Below are the records; repeat them in full, exactly.

[Records from a data collection]
::::::::::

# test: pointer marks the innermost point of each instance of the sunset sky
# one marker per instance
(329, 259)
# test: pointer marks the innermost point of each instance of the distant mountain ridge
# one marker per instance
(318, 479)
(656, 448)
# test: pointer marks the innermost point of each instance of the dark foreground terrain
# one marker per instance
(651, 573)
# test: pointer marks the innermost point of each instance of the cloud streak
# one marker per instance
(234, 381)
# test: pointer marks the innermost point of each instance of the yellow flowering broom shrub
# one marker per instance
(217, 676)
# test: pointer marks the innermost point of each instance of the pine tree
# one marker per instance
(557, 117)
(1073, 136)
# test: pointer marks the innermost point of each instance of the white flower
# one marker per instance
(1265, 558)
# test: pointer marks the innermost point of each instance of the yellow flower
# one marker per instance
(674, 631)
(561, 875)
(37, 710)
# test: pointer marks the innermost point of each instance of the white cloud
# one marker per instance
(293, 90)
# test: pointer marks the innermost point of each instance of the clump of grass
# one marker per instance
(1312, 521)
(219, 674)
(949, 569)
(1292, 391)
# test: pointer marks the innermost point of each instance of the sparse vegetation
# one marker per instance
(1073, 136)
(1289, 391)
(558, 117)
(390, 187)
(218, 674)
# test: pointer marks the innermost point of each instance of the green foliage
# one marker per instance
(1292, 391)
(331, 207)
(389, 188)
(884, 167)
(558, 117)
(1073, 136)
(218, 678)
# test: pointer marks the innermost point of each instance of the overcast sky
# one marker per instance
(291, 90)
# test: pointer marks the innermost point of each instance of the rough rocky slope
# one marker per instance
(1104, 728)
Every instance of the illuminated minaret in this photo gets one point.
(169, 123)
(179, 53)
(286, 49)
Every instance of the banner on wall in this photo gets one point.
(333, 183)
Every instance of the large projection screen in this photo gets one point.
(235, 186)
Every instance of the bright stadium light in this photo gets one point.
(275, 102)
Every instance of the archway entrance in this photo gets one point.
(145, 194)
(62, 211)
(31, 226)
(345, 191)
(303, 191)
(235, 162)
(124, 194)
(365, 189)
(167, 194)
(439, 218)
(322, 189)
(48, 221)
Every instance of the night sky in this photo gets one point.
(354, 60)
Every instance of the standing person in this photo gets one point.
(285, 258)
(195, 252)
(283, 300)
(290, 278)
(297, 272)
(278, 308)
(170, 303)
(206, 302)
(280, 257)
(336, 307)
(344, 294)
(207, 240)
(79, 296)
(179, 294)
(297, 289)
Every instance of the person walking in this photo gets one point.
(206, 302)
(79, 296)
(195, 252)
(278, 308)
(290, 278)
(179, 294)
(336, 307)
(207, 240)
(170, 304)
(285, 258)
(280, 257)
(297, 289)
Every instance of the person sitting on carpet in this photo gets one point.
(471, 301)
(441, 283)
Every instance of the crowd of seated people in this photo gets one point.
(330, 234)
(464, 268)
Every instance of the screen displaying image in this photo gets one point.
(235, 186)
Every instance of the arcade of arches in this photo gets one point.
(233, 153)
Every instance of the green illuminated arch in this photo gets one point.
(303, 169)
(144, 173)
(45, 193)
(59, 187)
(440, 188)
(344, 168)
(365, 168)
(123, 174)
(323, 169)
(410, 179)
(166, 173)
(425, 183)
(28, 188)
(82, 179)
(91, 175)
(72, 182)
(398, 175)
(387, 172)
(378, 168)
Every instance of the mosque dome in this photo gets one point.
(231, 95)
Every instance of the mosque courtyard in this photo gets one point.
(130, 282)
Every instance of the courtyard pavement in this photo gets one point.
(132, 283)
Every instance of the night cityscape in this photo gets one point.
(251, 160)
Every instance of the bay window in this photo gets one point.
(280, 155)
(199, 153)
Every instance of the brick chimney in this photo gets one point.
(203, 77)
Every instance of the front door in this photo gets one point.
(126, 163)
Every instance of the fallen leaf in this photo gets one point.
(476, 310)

::::::::::

**Solution**
# test: pointer marks the innermost point of each instance of the sunset sky
# one marker per instance
(329, 259)
# test: pointer marks the innermost point of each instance of the distant mountain ridge
# one marker per instance
(318, 479)
(656, 448)
# test: pointer marks the innermost point of each instance of the dark foreground terrain
# one marker per instance
(651, 573)
# test: pointer marks the innermost point of each instance of the cloud streak
# one marker per instance
(234, 381)
# test: pointer marks the innermost point of each instance of the yellow flowering broom shrub
# one marker per instance
(217, 676)
# test: pointer marks the innermost point of each instance of the pine tree
# one marker per instance
(557, 117)
(1073, 136)
# test: pointer marks the innermost point of each instance of the white flower
# one marker per instance
(1265, 558)
# test: pointer marks the innermost point of each instance of the yellow flower
# one marker per instance
(674, 631)
(561, 875)
(37, 710)
# test: pointer marks the innermost point of each instance of the white cloud
# one marker per instance
(293, 90)
# test: pointer marks the innermost point of each instance of the clump of grass
# one marker per instance
(1312, 521)
(219, 674)
(949, 569)
(1292, 391)
# test: pointer marks the innermost point of each instance of the sparse vegetation
# one marker per instance
(1073, 136)
(1289, 391)
(558, 117)
(390, 187)
(218, 674)
# test: pointer marks the innermost point of each instance of the green foliage
# one marker per instance
(1292, 391)
(331, 207)
(389, 188)
(884, 167)
(558, 117)
(1073, 136)
(218, 678)
# test: pointer marks the innermost point of each instance of the overcast sky
# one marker per instance
(291, 90)
# test: pointer marks the innermost point of each instance of the rough rocky slope
# one marker per instance
(1104, 728)
Every instance of the illuminated minaret in this photo gets one point.
(169, 123)
(179, 53)
(286, 49)
Every instance of the banner on wall in this photo gets one point.
(333, 183)
Every instance of the large projection screen in this photo gets one point.
(235, 186)
Every instance of the bright stadium light in this photo gets one point.
(275, 102)
Every instance of the archway entrance in this photo gets one point.
(145, 194)
(62, 211)
(31, 226)
(345, 191)
(303, 191)
(235, 162)
(124, 194)
(365, 189)
(167, 194)
(439, 218)
(322, 189)
(48, 221)
Every instance of the night sky in this photo gets one point.
(354, 60)
Every instance of the standing person in this photo gets one point.
(285, 258)
(195, 252)
(283, 300)
(290, 278)
(297, 272)
(278, 308)
(170, 303)
(206, 302)
(280, 257)
(336, 307)
(344, 294)
(207, 240)
(79, 296)
(179, 294)
(297, 289)
Every instance of the person walking in this photo gets one point.
(206, 302)
(79, 296)
(195, 252)
(278, 308)
(290, 278)
(179, 294)
(336, 307)
(207, 240)
(170, 304)
(285, 258)
(280, 257)
(297, 289)
Every instance of the person sitting on carpet in this photo gets one point.
(471, 301)
(441, 283)
Every instance of the crowd of seated people in this photo gets one point.
(330, 234)
(464, 268)
Every instance of the screen displaying image in this photo gets one point.
(235, 186)
Every instance of the arcade of arches in this photo gets one point.
(233, 153)
Every instance of the green illuminated arch in this photo gets one point.
(303, 169)
(144, 173)
(45, 193)
(59, 187)
(440, 188)
(344, 168)
(365, 168)
(123, 174)
(323, 169)
(410, 179)
(166, 173)
(425, 183)
(28, 188)
(82, 179)
(91, 175)
(72, 182)
(398, 175)
(387, 172)
(378, 168)
Every instance of the mosque dome in this photo gets one point.
(231, 95)
Every instance of the mosque courtyard in this photo gets one point.
(130, 282)
Every instance of the courtyard pavement in this photo gets one point.
(132, 283)
Every instance of the night cityscape in this photo gets one point.
(251, 160)
Every instance of the bay window in this photo gets one point.
(280, 155)
(199, 153)
Every instance of the brick chimney in this photo gets one point.
(203, 77)
Every instance of the front door in this photo gets one point.
(126, 163)
Every instance of the fallen leaf in this photo gets one point.
(476, 310)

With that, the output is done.